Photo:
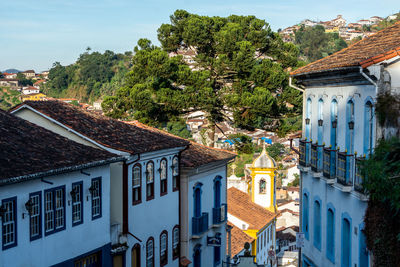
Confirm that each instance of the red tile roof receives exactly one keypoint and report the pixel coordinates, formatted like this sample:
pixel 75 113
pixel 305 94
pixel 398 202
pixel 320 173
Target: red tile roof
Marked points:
pixel 382 45
pixel 106 131
pixel 238 239
pixel 241 206
pixel 28 150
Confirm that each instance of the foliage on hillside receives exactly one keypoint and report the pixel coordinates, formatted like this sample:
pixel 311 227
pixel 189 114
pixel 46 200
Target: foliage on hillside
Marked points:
pixel 8 98
pixel 93 75
pixel 240 64
pixel 314 43
pixel 382 183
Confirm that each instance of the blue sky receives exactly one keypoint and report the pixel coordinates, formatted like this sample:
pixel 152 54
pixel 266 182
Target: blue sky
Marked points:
pixel 35 34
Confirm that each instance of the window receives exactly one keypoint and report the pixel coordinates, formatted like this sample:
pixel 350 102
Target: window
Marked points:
pixel 317 224
pixel 334 123
pixel 305 215
pixel 150 252
pixel 77 203
pixel 346 241
pixel 137 184
pixel 54 210
pixel 330 233
pixel 95 191
pixel 9 223
pixel 263 186
pixel 175 174
pixel 35 218
pixel 175 242
pixel 164 248
pixel 150 180
pixel 163 177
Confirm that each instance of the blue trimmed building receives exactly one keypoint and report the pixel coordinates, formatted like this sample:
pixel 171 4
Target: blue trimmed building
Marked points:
pixel 340 130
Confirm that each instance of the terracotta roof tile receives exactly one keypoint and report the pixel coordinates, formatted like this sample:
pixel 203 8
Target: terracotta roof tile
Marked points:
pixel 28 149
pixel 106 131
pixel 382 45
pixel 241 206
pixel 238 239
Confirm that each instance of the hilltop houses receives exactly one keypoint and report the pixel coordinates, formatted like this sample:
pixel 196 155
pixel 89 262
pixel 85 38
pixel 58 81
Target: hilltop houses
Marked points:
pixel 340 130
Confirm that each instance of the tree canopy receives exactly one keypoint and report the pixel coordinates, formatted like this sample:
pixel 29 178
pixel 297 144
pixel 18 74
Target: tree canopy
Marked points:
pixel 238 72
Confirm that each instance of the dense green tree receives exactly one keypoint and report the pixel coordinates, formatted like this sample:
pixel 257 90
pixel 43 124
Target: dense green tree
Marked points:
pixel 314 43
pixel 239 69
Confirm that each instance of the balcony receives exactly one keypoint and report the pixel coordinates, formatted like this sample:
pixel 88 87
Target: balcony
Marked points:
pixel 199 225
pixel 329 170
pixel 219 215
pixel 305 148
pixel 345 170
pixel 316 159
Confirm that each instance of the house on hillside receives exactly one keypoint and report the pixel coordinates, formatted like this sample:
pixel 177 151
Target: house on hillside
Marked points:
pixel 54 193
pixel 340 130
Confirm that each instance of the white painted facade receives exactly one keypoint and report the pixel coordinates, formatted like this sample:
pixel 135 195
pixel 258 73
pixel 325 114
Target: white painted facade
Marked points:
pixel 71 243
pixel 191 178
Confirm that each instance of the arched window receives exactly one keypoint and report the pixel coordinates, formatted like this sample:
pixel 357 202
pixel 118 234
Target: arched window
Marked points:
pixel 163 177
pixel 305 214
pixel 334 122
pixel 164 248
pixel 175 242
pixel 346 241
pixel 350 127
pixel 308 119
pixel 197 256
pixel 150 252
pixel 217 192
pixel 317 224
pixel 263 186
pixel 150 180
pixel 330 233
pixel 175 173
pixel 368 128
pixel 137 184
pixel 320 121
pixel 197 200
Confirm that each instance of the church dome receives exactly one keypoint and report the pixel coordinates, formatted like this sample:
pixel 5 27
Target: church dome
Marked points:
pixel 264 160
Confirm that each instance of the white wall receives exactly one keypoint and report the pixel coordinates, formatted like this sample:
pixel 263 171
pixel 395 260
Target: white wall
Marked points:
pixel 68 243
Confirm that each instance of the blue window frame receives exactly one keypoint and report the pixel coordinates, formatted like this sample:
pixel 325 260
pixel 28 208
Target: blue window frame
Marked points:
pixel 197 200
pixel 368 127
pixel 9 223
pixel 95 191
pixel 346 241
pixel 330 233
pixel 197 256
pixel 363 254
pixel 320 125
pixel 308 116
pixel 317 222
pixel 334 122
pixel 305 221
pixel 77 203
pixel 350 131
pixel 54 210
pixel 35 215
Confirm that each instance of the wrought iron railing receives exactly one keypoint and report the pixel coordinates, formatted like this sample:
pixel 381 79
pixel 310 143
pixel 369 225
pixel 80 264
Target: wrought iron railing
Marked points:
pixel 220 214
pixel 200 224
pixel 329 163
pixel 358 178
pixel 345 169
pixel 316 157
pixel 305 148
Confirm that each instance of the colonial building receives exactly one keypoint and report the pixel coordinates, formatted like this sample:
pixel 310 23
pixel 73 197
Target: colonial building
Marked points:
pixel 54 198
pixel 340 129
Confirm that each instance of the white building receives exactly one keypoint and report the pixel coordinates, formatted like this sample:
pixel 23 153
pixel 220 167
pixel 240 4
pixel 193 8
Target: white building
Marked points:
pixel 203 205
pixel 54 198
pixel 339 128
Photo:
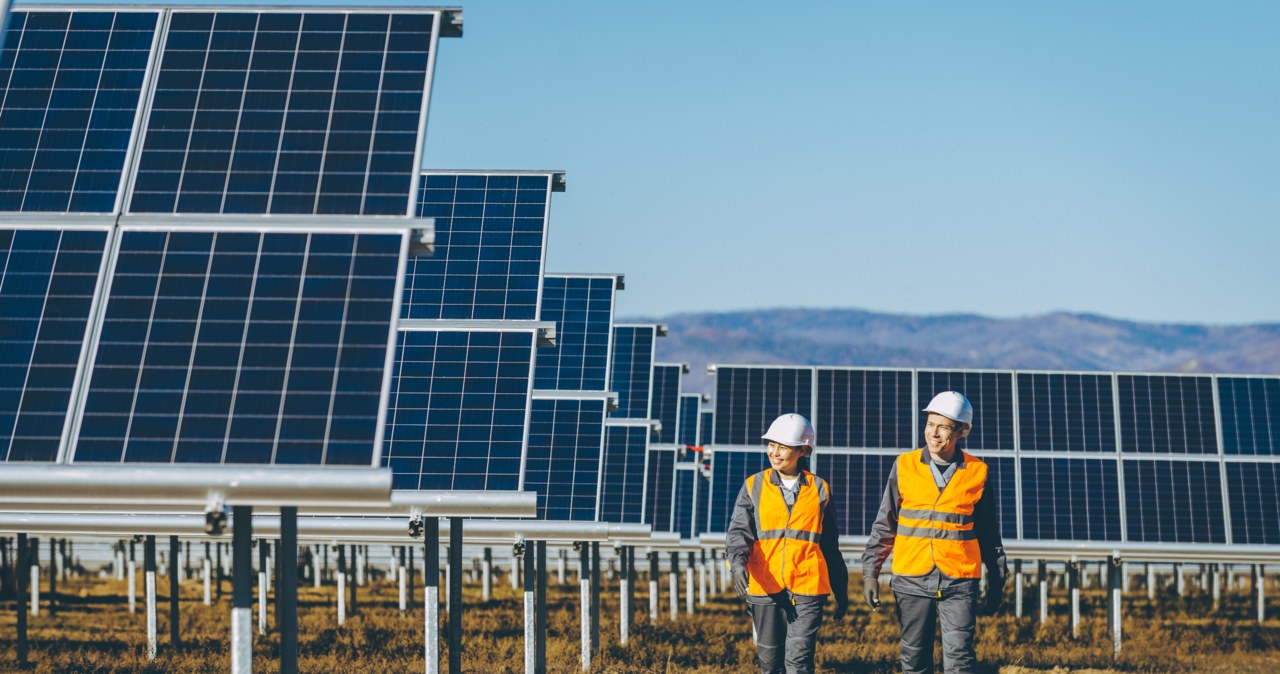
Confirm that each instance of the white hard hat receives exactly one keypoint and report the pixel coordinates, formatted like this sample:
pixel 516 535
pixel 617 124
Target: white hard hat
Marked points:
pixel 791 430
pixel 952 406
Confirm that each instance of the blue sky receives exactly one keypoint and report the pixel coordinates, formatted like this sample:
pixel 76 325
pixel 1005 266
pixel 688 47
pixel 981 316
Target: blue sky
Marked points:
pixel 1006 159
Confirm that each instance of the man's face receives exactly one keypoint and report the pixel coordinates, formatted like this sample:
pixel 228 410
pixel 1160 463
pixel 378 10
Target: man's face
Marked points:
pixel 941 435
pixel 786 459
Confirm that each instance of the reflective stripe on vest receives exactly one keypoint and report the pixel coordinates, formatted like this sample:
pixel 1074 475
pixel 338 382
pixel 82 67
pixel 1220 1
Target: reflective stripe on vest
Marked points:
pixel 936 528
pixel 785 554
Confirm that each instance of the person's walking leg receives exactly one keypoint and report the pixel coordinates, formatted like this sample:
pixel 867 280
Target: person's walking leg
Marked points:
pixel 918 617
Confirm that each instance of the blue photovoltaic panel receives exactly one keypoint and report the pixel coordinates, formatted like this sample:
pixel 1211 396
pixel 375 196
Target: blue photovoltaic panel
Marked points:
pixel 749 398
pixel 1174 501
pixel 71 85
pixel 684 503
pixel 566 438
pixel 242 347
pixel 659 487
pixel 664 403
pixel 622 478
pixel 865 408
pixel 488 258
pixel 632 370
pixel 1255 495
pixel 1064 412
pixel 991 394
pixel 730 470
pixel 1070 499
pixel 1168 415
pixel 458 409
pixel 689 412
pixel 856 485
pixel 46 290
pixel 581 307
pixel 286 113
pixel 1251 416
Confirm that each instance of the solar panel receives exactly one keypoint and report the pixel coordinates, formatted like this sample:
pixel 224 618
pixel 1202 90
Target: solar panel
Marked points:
pixel 460 408
pixel 622 480
pixel 1174 501
pixel 490 232
pixel 730 470
pixel 659 487
pixel 631 371
pixel 581 307
pixel 1255 496
pixel 48 284
pixel 286 111
pixel 69 88
pixel 991 394
pixel 689 413
pixel 1072 499
pixel 1065 412
pixel 865 408
pixel 1168 413
pixel 748 398
pixel 566 441
pixel 1251 415
pixel 664 402
pixel 242 347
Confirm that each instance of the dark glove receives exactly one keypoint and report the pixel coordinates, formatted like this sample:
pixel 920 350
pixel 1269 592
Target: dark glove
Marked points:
pixel 995 596
pixel 741 581
pixel 871 590
pixel 841 609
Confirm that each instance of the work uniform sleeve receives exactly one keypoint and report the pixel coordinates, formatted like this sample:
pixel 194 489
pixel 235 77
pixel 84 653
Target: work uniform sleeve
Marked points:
pixel 986 522
pixel 883 527
pixel 837 573
pixel 740 537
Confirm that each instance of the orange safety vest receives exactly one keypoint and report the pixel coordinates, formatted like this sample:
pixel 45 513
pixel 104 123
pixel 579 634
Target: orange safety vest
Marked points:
pixel 936 528
pixel 786 555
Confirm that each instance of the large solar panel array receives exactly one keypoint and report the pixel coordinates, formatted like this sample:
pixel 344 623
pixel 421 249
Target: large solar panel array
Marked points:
pixel 1073 455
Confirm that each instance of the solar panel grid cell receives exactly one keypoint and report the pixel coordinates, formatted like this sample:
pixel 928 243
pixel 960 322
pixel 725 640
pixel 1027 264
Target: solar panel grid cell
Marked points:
pixel 489 237
pixel 458 409
pixel 69 90
pixel 48 280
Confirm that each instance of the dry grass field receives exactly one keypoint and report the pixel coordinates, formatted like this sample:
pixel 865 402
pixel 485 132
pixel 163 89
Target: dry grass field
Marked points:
pixel 94 632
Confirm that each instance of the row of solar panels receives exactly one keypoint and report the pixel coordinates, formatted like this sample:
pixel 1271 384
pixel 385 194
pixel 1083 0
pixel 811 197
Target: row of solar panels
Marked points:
pixel 1073 455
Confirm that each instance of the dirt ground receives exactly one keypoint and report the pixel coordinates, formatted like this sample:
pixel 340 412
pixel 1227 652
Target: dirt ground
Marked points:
pixel 94 632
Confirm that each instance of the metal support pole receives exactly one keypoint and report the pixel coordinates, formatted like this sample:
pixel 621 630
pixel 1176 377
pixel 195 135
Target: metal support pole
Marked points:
pixel 1042 571
pixel 653 587
pixel 455 595
pixel 673 586
pixel 540 613
pixel 21 582
pixel 242 590
pixel 432 592
pixel 287 592
pixel 487 576
pixel 1115 594
pixel 174 591
pixel 624 600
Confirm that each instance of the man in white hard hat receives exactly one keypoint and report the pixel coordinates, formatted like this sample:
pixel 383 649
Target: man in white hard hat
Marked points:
pixel 782 548
pixel 938 519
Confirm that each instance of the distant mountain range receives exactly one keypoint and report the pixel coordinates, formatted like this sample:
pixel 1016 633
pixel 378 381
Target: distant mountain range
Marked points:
pixel 963 340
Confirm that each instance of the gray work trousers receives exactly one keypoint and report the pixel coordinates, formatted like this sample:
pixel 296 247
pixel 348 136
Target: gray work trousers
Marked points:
pixel 786 636
pixel 958 613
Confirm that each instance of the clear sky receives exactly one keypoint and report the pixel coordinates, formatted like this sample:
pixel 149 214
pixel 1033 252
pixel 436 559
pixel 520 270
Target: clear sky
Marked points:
pixel 1006 159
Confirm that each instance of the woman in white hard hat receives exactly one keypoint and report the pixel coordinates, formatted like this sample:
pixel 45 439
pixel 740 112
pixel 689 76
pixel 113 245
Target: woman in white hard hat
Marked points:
pixel 940 523
pixel 782 548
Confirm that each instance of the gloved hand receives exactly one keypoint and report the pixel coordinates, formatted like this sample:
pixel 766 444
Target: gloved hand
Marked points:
pixel 995 596
pixel 741 581
pixel 871 590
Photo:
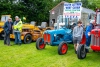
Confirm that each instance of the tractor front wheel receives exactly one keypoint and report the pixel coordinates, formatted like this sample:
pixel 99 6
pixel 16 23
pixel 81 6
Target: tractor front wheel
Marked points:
pixel 81 52
pixel 62 48
pixel 40 44
pixel 27 38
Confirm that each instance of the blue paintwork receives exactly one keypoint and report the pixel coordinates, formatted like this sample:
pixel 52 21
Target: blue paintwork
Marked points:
pixel 57 36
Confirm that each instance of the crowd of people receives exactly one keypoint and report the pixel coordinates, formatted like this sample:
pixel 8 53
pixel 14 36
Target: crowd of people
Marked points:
pixel 12 27
pixel 16 27
pixel 78 32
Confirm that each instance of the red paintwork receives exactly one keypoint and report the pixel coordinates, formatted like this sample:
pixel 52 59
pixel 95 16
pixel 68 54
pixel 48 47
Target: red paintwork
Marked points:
pixel 47 38
pixel 64 48
pixel 95 47
pixel 41 45
pixel 83 41
pixel 96 33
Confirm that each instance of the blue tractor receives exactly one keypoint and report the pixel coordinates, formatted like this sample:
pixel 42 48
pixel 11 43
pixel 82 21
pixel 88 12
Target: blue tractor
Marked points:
pixel 60 37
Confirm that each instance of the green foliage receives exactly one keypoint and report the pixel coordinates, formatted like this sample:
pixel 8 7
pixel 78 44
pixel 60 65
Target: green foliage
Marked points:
pixel 34 10
pixel 27 55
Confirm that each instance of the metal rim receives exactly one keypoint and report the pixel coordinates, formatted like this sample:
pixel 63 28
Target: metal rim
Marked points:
pixel 64 48
pixel 41 44
pixel 82 52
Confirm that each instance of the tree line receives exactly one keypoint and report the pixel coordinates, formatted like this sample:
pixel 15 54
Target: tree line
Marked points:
pixel 34 10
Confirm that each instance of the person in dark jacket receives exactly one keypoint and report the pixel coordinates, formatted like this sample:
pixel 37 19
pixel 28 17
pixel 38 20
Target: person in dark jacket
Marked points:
pixel 77 35
pixel 88 35
pixel 7 31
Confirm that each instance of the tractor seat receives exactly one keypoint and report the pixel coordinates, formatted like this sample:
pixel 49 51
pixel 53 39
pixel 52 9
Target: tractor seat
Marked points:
pixel 83 41
pixel 33 23
pixel 43 25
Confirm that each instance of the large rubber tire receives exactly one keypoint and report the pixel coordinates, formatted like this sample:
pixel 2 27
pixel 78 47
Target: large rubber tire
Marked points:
pixel 27 38
pixel 81 52
pixel 1 35
pixel 62 48
pixel 40 44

◇ ◇ ◇ ◇

Task statement: Copy out the lines above from the line containing "pixel 23 153" through the line containing "Target: blue photovoltaic panel", exactly, and keep the pictures out.

Solved problem:
pixel 23 153
pixel 220 167
pixel 240 4
pixel 193 8
Target: white building
Marked points:
pixel 203 205
pixel 54 198
pixel 339 128
Photo:
Confirm that each instance of the white hard hat receives exactly one keypoint and report the pixel coordinates, formatted like this sample:
pixel 516 535
pixel 617 124
Target: white hard hat
Marked points:
pixel 791 430
pixel 952 406
Confirm that each instance of the blue sky receives exactly one keypoint and report the pixel coordinates, formatted like this sample:
pixel 76 325
pixel 1005 266
pixel 688 47
pixel 981 316
Target: blue sky
Marked points:
pixel 1006 159
Confirm that each instance of the man's face receives exactly one keypoint and report the pixel coordinates, formatted like this sample:
pixel 228 410
pixel 1160 463
pixel 378 10
Target: man's face
Marked points:
pixel 941 435
pixel 786 459
Confirm that each instance of the reflective stripe on vest receives exactly one keypoint and report the pixel coordinates, formatted like this sample:
pixel 1074 475
pixel 338 382
pixel 82 67
pixel 1220 1
Target: reflective stripe on vest
Marked points:
pixel 936 528
pixel 785 554
Confirm that each instance of the person's walking leg receives exactly one keypoint and report the pixel coordinates, formatted like this sample:
pixel 867 280
Target: person's walking leg
Marked points:
pixel 918 617
Confirm that each instance of the blue photovoltaic panel receives exactly one keypoint and report the pixel coordinates, formatted like this sample:
pixel 1211 396
pixel 375 196
Target: blue photovoltaic panel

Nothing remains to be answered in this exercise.